(YOUR OBJECTIVE)
Pull out every line below word for word, but leave the picture out.

(EXCERPTED RECORDS)
━━━━━━━━━━━━━━━━
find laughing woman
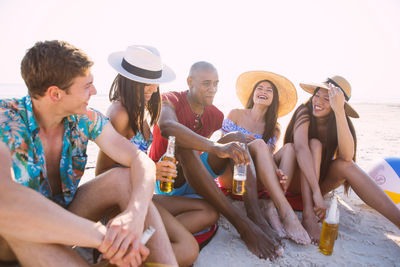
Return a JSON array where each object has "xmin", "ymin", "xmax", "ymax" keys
[
  {"xmin": 219, "ymin": 71, "xmax": 311, "ymax": 244},
  {"xmin": 284, "ymin": 76, "xmax": 400, "ymax": 243},
  {"xmin": 96, "ymin": 46, "xmax": 218, "ymax": 266}
]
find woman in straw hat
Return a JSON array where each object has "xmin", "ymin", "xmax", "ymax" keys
[
  {"xmin": 284, "ymin": 76, "xmax": 400, "ymax": 243},
  {"xmin": 96, "ymin": 45, "xmax": 218, "ymax": 266},
  {"xmin": 219, "ymin": 71, "xmax": 311, "ymax": 244}
]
━━━━━━━━━━━━━━━━
(THE OUTPUT)
find laughing woman
Return a JSON array where each object has "xmin", "ymin", "xmax", "ymax" keys
[
  {"xmin": 219, "ymin": 71, "xmax": 311, "ymax": 244},
  {"xmin": 284, "ymin": 76, "xmax": 400, "ymax": 243},
  {"xmin": 96, "ymin": 46, "xmax": 218, "ymax": 266}
]
find woman in straw hat
Return a JSON array where each object has "xmin", "ymin", "xmax", "ymax" keys
[
  {"xmin": 284, "ymin": 76, "xmax": 400, "ymax": 243},
  {"xmin": 96, "ymin": 45, "xmax": 218, "ymax": 266},
  {"xmin": 219, "ymin": 71, "xmax": 311, "ymax": 244}
]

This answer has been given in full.